**Text to read:**
******

Manuj Bhatia wrote: 

> I do not have a requirement of persistence in my current design, but I 
> expect that we might extend this shared-queue solution to more areas of 
> the server and will require some sort of persistence then.  
> That is one of the main reasons I do not want to use IPC queues (there are 
> other reasons like fixed message sizes, minimal support for queue/message 
> level metadata).  

OP might consider creating a database file on a tmpfs filesystem.  
The OS tricks SQLite (and everything in user space) into thinking the 
file is a normal file with all the usual properties thereof -- but 
it's backed by RAM and not any persistent medium.  You'll get the perf 
benefits you wanted, along with the relatively easy ability to make the 
DB persistent later.  

Fedora 12 has one of these mounted at /dev/shm by default, though I 
presume any modern Linux will support this.

******

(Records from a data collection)
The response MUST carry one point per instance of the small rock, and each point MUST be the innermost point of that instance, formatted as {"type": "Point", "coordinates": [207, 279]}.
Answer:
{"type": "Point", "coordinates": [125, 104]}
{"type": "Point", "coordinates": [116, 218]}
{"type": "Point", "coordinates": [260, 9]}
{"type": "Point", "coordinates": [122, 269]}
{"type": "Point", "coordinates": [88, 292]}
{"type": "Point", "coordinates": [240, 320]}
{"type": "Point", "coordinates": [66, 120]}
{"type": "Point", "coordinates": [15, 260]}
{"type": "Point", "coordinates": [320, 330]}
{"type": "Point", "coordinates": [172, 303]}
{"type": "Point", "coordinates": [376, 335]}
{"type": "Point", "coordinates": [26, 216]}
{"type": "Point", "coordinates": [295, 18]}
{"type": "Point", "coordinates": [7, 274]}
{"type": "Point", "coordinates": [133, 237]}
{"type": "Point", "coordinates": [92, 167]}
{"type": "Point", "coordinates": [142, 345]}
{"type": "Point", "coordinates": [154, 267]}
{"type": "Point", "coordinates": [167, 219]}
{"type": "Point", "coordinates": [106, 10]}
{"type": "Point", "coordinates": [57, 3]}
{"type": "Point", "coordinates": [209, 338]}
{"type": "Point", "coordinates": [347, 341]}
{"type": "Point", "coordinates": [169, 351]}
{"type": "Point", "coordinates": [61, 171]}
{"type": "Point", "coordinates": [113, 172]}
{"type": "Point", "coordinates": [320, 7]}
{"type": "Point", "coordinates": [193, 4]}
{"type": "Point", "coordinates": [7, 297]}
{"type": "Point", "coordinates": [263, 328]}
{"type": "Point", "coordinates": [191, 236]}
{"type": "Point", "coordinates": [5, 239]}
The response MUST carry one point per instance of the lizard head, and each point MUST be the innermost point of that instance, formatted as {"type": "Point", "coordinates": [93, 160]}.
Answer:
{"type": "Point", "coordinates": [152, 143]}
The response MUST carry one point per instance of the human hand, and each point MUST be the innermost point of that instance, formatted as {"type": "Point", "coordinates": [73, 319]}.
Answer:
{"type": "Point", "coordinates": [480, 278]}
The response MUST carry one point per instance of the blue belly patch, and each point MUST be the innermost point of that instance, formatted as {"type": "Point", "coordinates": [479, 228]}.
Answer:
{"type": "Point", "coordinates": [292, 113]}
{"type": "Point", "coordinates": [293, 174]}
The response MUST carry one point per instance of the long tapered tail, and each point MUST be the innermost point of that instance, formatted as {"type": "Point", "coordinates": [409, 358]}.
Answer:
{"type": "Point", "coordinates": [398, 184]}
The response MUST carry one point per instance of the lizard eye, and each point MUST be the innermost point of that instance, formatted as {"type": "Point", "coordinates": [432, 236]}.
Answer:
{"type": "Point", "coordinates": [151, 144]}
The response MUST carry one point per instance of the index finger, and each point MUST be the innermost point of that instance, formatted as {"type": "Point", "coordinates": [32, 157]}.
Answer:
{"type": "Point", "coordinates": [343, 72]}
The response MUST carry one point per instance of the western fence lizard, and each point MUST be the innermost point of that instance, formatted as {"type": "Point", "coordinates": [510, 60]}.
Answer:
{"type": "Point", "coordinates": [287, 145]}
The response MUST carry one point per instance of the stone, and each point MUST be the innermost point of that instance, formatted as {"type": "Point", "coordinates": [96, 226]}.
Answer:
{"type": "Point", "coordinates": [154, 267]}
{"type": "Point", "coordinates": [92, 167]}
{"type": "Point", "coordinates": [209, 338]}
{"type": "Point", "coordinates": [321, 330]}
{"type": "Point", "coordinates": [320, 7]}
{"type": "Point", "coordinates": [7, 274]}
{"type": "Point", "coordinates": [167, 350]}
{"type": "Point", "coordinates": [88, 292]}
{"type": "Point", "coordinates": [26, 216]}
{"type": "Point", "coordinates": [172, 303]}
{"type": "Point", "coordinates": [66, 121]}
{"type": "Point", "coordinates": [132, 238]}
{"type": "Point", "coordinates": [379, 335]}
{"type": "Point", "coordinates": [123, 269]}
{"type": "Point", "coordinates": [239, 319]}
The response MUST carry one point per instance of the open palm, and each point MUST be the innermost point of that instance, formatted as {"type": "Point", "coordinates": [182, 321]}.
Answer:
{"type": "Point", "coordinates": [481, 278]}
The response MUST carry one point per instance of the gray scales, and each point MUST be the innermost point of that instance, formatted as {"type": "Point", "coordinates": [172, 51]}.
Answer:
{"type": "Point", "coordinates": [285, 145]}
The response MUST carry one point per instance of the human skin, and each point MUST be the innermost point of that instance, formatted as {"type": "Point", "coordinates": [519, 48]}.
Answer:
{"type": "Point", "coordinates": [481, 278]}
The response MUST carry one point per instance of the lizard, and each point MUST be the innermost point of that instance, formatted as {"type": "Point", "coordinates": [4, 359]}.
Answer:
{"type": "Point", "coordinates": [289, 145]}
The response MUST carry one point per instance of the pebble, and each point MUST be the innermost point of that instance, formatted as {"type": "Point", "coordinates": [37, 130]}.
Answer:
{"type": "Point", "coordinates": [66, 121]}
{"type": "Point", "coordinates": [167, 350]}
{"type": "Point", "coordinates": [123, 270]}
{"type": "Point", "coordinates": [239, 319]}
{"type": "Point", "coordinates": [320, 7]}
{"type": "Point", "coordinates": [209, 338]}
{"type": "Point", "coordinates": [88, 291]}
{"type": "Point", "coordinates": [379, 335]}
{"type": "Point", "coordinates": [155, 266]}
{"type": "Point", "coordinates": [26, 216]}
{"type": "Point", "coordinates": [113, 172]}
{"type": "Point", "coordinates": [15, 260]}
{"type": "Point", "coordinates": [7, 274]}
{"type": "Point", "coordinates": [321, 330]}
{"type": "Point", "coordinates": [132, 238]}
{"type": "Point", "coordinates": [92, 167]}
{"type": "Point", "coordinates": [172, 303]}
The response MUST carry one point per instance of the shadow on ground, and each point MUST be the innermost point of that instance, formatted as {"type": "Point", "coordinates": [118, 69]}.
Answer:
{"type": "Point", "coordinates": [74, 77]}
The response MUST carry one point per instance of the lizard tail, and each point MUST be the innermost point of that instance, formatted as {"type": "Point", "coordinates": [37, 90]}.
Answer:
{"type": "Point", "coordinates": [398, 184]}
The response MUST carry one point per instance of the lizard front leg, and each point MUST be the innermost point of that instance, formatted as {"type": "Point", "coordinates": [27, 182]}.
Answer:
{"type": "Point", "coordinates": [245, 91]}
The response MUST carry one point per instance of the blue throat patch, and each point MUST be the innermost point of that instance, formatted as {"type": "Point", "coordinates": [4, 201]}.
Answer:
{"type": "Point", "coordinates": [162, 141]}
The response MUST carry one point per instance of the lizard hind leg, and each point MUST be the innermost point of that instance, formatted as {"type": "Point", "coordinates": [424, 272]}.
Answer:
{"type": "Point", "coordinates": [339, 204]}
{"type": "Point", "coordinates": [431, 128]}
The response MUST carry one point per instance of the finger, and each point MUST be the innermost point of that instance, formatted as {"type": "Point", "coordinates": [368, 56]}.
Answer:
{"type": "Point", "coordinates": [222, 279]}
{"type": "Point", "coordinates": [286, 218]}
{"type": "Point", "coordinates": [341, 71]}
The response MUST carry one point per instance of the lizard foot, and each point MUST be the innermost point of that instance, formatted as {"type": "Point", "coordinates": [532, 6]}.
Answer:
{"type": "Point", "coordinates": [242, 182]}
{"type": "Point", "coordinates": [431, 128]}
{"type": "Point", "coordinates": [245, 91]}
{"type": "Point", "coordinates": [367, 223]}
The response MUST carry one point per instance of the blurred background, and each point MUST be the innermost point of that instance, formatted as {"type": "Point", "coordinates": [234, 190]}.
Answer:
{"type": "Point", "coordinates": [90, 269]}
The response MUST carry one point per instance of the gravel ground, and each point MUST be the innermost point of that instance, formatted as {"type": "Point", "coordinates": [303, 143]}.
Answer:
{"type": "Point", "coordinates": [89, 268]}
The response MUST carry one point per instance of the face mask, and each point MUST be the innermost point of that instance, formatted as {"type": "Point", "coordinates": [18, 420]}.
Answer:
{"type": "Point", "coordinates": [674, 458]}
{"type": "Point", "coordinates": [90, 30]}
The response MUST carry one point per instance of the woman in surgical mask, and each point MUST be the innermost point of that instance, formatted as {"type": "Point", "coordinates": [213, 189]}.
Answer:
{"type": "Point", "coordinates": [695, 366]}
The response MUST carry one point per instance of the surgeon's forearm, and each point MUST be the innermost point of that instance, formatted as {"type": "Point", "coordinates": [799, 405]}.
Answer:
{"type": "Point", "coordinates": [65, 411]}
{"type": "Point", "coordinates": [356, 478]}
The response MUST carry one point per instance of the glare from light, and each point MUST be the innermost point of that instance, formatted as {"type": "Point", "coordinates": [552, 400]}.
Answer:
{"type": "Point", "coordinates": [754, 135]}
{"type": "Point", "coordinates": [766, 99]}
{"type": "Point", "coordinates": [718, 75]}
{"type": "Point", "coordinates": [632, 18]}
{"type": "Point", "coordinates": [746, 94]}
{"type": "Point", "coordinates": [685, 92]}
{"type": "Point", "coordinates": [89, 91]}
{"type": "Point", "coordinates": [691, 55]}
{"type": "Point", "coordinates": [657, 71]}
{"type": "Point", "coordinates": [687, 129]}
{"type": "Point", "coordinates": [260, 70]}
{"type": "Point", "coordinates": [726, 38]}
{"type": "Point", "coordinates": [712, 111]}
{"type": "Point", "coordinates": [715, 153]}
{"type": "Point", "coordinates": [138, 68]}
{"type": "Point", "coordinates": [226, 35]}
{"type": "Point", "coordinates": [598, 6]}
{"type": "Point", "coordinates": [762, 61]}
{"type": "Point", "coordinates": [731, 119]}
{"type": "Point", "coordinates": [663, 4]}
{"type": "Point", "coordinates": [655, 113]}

******

**Task set:**
1. In the message about putting a database file on tmpfs, what reasons does the quoted writer give for not wanting to use IPC queues?
2. Extend the message about putting a database file on tmpfs, picking up right after its final sentence.
None of the records is needed for what comes next.

**Task-by-task results:**
1.
- The expected future need for some sort of persistence, if the shared-queue solution is extended to more areas of the server
- Fixed message sizes
- Minimal support for queue/message level metadata

2.
Caveat (1).  I ran 'make test' on SQLite 3.6.23.1 on my box (Linux ___ 
2.6.32.11-99.fc12.i686 #1 SMP Mon Apr 5 16:32:08 EDT 2010 i686 athlon 
i386 GNU/Linux) from within a tmpfs filesystem and 23 tests failed: 

shared-1.1.1 shared-1.2.1 shared-1.4.1.1 shared-1.4.1.2 shared-1.4.1.3 
shared-2.1.1 shared-2.2.1 shared-2.4.1.1 shared-2.4.1.2 shared-2.4.1.3 
stmt-1.2 stmt-1.3 stmt-1.4 stmt-1.5 stmt-1.6 stmt-1.7 stmt-2.1 stmt-2.2 
stmt-2.3 stmt-2.5 tempdb-2.2 tempdb-2.3 tkt2565-1.X 

I wanted to investigate to see why but haven't had the time -- it has 
to do with the global Tcl variable sqlite_open_file_count.  Running the 
fixture on just those test files yields passes (every time), but running 
the whole 'veryquick' suite yields failures (every time).  I see there's 
machinery to try to clear all state between test runs -- obviously this 
is not successful in my test.  

The testfixture is dynamically linked against these libraries:
        linux-gate.so.1 =>  (0x00511000)
        libtcl8.5.so => /usr/lib/libtcl8.5.so (0x005cb000)
        libdl.so.2 => /lib/libdl.so.2 (0x00d1f000)
        libm.so.6 => /lib/libm.so.6 (0x00d42000)
        libpthread.so.0 => /lib/libpthread.so.0 (0x00d26000)
        libc.so.6 => /lib/libc.so.6 (0x00ba9000)
        /lib/ld-linux.so.2 (0x00b87000)

Caveat (2).  I don't claim this is the best solution for the OP -- just 
a possibility.  

Eric 

-- 
Eric A. Smith

I think there's a world market for about five computers.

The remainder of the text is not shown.